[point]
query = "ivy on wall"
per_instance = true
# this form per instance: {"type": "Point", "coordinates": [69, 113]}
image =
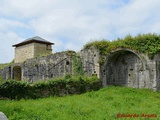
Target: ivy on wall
{"type": "Point", "coordinates": [144, 43]}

**EXERCISE OBJECTIVE:**
Output every line of the records above unchanged, but leave out the pictures.

**FINAL RESULT:**
[point]
query = "ivy on wall"
per_instance = true
# this form per instance: {"type": "Point", "coordinates": [69, 113]}
image =
Target: ivy on wall
{"type": "Point", "coordinates": [144, 43]}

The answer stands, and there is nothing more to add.